- Set problem: From the reflection on renewed joy below, reproduce word for word the passage that opens with the words containing "Growing is what" and closes with "delightful. And delicious.".

- Text:
☆ ☆ ☆ ☆
Growing is what happens while I’m busy doing other stuff. My awareness is directly proportionate to the amount of time I have to actually realize the difference between today and two years ago. My perspective is relative to the amount of sleep I’ve had the night before and my response?
Today is one of those moments where I cannot be silent.
G-d is doing something in my heart. A rejuvenation of spirit, a reintroduction of joy.
It’s delightful. And delicious.
Silly. I know this may appear silly to anyone else but it is fantastic to me. This is not giddy, adrenaline infused “happy”, but a tempered, refined joy that softly glistens with the shimmer of shed tears and echoes of whispered prayers in the middle of the night. At the heart of it is a seed of hope that cannot be deferred.
I am in awe of a simple G-d, a quiet faith, a gentle drawing of the Spirit. A wooing, if you will, that I find myself unable to resist. I have rediscovered the kind of prayer that doesn’t involve copious use of “Father G-d”, “just” or countless varieties of Christian speak that defy logic and confuse the issue. I have need. I have Someone who listens. The Word is opening up to me again. Unfolding in front of me. Just the Word. Without additional commentary. My brothers encouraging me through the Epistles. My Father declaring His Glory in the Psalms. My Lord tenderly feeding those who could not feed themselves. The Spirit of G-d covering and comforting, keeping and teaching.
☆ ☆ ☆ ☆
- Provided records:
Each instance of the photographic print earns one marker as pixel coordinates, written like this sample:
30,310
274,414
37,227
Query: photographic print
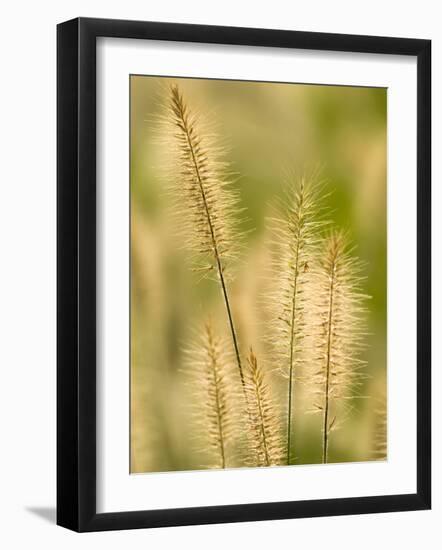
258,274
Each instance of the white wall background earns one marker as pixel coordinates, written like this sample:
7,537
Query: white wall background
27,272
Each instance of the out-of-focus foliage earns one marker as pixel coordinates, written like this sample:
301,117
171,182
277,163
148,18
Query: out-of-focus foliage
270,131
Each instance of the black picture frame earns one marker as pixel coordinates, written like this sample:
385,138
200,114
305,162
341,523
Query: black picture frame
77,287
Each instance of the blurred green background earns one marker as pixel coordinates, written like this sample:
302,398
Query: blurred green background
271,129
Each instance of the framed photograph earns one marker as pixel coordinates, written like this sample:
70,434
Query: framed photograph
243,274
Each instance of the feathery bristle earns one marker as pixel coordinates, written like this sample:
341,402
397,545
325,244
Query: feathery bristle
265,429
339,334
213,397
204,199
296,243
206,204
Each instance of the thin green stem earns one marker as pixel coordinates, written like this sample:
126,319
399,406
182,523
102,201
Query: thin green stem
327,366
214,247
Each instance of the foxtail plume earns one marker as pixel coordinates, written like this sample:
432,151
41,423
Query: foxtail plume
264,425
212,393
340,333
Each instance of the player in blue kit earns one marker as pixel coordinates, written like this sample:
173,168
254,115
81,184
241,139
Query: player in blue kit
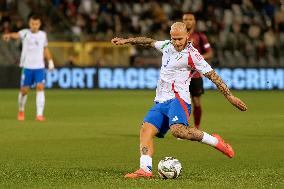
172,102
34,51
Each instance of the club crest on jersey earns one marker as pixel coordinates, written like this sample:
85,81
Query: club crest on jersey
178,57
168,61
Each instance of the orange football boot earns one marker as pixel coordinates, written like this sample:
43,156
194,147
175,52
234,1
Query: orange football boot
223,147
140,173
21,116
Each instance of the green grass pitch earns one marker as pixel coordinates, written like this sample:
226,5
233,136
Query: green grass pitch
90,140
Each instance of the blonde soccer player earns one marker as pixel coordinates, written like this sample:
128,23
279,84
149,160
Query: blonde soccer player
172,106
34,51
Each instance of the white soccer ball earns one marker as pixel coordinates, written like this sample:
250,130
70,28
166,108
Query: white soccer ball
169,168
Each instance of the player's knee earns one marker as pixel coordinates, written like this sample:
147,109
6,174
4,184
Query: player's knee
24,90
40,87
177,130
183,132
148,129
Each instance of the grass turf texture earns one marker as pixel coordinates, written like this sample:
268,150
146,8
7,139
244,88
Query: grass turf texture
90,140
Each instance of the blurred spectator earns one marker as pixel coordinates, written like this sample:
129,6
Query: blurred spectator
243,30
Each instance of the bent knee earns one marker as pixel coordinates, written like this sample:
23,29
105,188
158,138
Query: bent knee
40,87
24,90
178,130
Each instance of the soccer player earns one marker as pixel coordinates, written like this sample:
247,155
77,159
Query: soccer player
34,50
172,102
200,42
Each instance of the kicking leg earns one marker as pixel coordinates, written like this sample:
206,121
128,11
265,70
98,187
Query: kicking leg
191,133
197,111
22,99
40,101
147,134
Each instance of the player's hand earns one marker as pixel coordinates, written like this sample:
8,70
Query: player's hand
237,103
6,37
119,41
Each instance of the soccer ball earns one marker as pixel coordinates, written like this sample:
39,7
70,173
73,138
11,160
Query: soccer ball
169,168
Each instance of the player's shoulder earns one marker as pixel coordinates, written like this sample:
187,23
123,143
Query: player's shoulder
191,47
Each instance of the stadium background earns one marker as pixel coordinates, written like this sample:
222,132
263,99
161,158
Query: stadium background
90,138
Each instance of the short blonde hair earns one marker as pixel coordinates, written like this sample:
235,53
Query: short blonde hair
178,26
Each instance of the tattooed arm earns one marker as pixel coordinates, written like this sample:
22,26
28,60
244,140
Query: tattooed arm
142,41
214,77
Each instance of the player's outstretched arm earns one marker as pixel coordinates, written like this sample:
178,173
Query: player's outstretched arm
142,41
214,77
8,36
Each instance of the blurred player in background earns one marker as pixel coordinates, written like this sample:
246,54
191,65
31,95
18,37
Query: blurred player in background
200,42
172,102
34,50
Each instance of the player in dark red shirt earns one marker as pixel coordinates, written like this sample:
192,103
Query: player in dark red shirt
201,43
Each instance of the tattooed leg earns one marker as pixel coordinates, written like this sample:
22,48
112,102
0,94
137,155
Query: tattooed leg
189,133
147,133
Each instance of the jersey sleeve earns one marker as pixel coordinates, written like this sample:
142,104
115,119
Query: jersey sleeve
197,61
206,44
160,45
23,33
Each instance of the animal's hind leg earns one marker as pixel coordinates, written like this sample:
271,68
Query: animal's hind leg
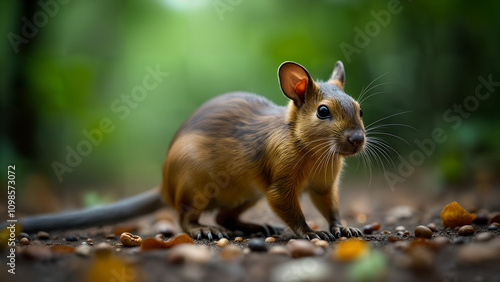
229,218
189,220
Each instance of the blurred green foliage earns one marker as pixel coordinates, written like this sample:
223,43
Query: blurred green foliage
89,53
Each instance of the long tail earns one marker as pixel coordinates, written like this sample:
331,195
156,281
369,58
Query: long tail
138,205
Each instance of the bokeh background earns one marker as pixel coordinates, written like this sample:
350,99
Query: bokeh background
65,74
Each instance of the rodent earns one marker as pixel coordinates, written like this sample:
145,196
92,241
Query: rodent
239,147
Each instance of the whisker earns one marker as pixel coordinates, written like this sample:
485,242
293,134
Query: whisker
384,118
371,95
392,135
367,88
380,148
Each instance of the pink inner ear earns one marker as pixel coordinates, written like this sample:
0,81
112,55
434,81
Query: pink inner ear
300,87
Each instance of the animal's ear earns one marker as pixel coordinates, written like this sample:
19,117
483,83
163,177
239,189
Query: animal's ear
294,81
338,75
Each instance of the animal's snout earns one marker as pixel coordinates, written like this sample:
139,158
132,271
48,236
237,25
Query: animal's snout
356,138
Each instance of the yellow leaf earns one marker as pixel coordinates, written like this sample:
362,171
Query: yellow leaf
454,215
349,250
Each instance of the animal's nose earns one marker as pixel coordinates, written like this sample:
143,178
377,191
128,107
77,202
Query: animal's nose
356,138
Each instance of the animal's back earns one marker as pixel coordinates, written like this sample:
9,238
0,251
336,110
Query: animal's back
222,146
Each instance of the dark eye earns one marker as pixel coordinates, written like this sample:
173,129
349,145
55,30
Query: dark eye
323,112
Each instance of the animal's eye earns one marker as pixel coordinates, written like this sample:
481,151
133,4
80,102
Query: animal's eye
323,112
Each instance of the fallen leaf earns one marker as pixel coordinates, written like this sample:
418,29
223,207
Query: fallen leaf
151,243
349,250
454,215
112,269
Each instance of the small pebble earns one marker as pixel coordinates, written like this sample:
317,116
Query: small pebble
129,240
303,269
280,250
433,227
314,240
423,232
493,227
301,248
440,241
71,238
484,236
164,227
466,230
370,228
231,252
246,251
222,242
103,250
270,240
321,243
481,219
38,252
42,235
478,253
188,253
110,236
160,237
495,219
257,245
23,235
83,250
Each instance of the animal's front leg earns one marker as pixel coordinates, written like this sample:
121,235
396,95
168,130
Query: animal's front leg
285,203
326,201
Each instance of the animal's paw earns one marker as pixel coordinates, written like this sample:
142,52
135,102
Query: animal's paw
323,235
265,229
209,232
341,231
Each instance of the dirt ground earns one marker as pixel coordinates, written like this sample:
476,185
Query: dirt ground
390,255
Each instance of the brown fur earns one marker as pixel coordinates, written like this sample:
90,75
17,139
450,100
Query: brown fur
239,147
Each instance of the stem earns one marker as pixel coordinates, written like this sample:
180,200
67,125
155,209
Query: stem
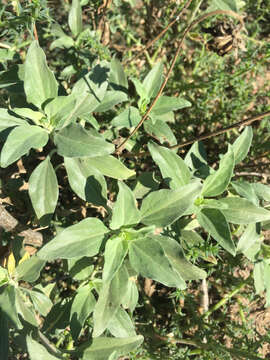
221,131
224,300
195,22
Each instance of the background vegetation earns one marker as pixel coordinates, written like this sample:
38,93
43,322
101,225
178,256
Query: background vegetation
222,317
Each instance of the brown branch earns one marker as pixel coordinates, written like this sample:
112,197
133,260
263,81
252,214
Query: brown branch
10,224
222,131
195,22
147,46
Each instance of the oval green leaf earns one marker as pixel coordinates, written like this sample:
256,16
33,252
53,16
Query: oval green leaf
82,239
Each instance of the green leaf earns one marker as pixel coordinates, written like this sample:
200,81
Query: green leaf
80,268
118,79
218,182
267,284
111,167
161,130
153,80
36,116
172,167
125,210
4,278
20,140
39,81
262,191
42,303
175,255
43,189
75,141
196,157
144,184
37,351
82,239
246,190
90,90
115,251
102,347
111,99
248,238
82,306
242,144
128,118
86,181
25,308
242,211
4,338
167,103
109,300
8,304
62,43
233,5
131,296
59,109
140,89
163,207
7,120
75,18
29,270
215,223
149,260
258,275
121,325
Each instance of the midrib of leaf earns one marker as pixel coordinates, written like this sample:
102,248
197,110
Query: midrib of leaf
39,71
165,206
150,258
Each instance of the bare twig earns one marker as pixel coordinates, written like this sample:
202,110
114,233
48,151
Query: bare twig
180,44
150,43
222,131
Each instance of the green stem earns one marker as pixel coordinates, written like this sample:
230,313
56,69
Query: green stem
224,300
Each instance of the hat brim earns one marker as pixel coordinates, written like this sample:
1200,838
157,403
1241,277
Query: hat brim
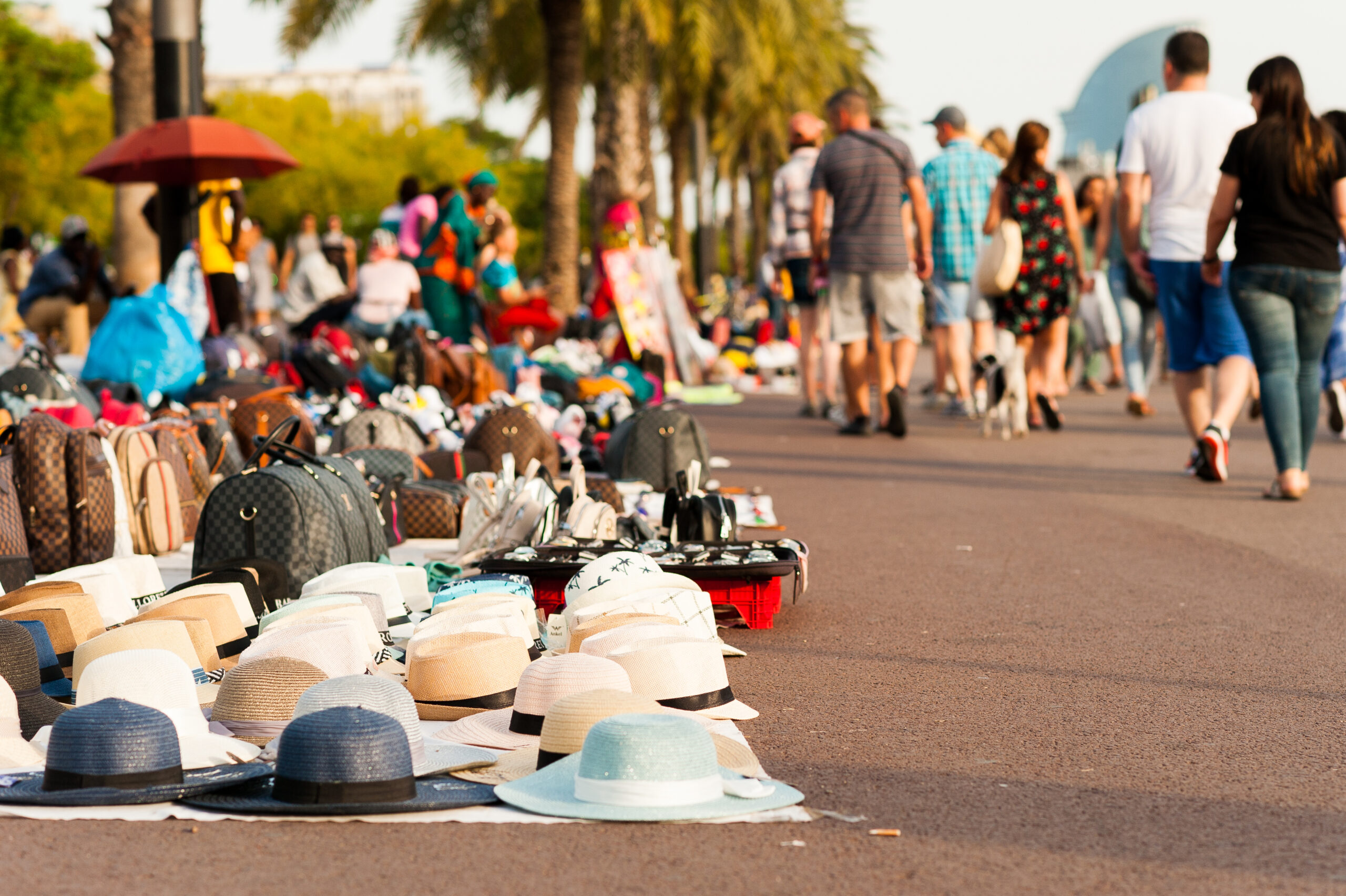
433,712
29,790
431,796
551,791
486,730
511,766
734,711
453,758
41,709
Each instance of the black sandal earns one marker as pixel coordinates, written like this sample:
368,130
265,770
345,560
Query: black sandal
1051,415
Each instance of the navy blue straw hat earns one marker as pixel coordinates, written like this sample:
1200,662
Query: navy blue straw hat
116,752
54,683
19,668
346,760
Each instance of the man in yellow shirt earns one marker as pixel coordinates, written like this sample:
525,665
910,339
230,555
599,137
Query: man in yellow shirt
221,208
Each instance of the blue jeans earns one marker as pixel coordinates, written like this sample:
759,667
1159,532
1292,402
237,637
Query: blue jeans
1287,314
1138,333
1201,326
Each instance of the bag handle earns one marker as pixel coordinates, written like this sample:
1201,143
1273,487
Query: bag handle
272,442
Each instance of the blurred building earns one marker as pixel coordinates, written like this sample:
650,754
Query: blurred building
1095,127
393,93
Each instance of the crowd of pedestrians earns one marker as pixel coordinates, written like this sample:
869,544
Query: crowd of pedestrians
1138,261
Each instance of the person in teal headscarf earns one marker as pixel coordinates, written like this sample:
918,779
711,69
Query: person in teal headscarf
446,266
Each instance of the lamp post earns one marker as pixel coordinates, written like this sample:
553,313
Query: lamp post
178,93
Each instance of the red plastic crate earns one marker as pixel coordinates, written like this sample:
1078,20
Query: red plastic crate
757,600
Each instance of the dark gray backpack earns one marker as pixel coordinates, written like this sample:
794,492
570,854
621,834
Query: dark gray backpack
655,444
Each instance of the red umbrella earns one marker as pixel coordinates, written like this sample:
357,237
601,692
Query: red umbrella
186,151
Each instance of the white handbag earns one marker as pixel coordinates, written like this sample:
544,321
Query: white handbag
998,266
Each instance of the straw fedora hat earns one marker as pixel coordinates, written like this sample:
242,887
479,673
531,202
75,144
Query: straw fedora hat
159,678
116,752
217,610
346,760
644,767
625,637
234,591
683,675
54,683
108,589
150,634
540,685
605,623
85,619
232,582
485,583
15,752
473,603
202,639
19,668
49,588
498,620
258,697
568,721
391,699
356,614
369,600
380,582
337,647
463,675
412,582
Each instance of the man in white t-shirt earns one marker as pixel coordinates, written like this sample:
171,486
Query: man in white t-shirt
1178,140
387,287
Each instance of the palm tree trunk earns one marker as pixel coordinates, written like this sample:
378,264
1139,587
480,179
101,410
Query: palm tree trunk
564,83
680,157
135,249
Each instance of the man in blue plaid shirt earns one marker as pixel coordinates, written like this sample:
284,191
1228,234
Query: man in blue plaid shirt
960,181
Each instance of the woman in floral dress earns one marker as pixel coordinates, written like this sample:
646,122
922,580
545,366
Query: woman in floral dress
1034,310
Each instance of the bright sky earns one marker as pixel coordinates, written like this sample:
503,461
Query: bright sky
986,56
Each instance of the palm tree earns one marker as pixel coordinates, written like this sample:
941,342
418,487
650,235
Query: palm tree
135,249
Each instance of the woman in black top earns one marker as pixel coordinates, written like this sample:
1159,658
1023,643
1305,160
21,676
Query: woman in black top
1290,174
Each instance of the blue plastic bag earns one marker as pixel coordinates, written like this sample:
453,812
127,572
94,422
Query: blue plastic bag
146,341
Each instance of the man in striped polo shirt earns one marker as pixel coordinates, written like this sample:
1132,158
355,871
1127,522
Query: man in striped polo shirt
871,283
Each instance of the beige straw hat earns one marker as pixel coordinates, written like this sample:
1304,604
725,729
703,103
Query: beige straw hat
202,639
604,623
58,632
683,675
15,752
83,617
258,699
356,613
217,610
157,634
337,647
463,675
108,589
49,588
543,684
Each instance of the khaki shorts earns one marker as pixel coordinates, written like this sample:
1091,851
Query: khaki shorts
893,297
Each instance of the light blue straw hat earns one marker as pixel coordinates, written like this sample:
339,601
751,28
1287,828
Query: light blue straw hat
640,767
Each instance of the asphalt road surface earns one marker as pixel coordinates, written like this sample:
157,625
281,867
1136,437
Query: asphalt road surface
1057,665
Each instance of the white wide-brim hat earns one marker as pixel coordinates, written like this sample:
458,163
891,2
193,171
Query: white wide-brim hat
544,683
15,752
368,577
160,680
683,675
335,647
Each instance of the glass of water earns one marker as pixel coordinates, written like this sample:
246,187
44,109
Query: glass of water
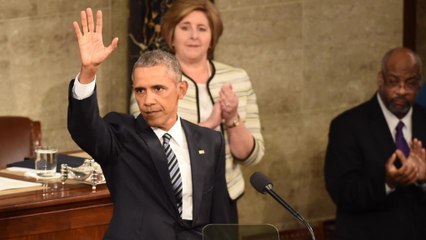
45,161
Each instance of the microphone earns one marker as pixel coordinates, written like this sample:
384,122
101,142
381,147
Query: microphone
263,185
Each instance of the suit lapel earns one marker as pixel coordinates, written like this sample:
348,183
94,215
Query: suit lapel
419,125
196,158
158,158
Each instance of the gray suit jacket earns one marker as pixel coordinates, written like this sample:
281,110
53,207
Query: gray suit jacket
135,167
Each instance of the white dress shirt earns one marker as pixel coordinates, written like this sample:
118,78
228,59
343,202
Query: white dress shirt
178,144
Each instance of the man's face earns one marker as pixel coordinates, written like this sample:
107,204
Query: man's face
157,93
398,87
☆ ☆ ☆ ☆
- Task output:
Growing is what happens while I’m busy doing other stuff. My awareness is directly proportionate to the amount of time I have to actually realize the difference between today and two years ago. My perspective is relative to the amount of sleep I’ve had the night before and my response?
Today is one of those moments where I cannot be silent.
G-d is doing something in my heart. A rejuvenation of spirit, a reintroduction of joy.
It’s delightful. And delicious.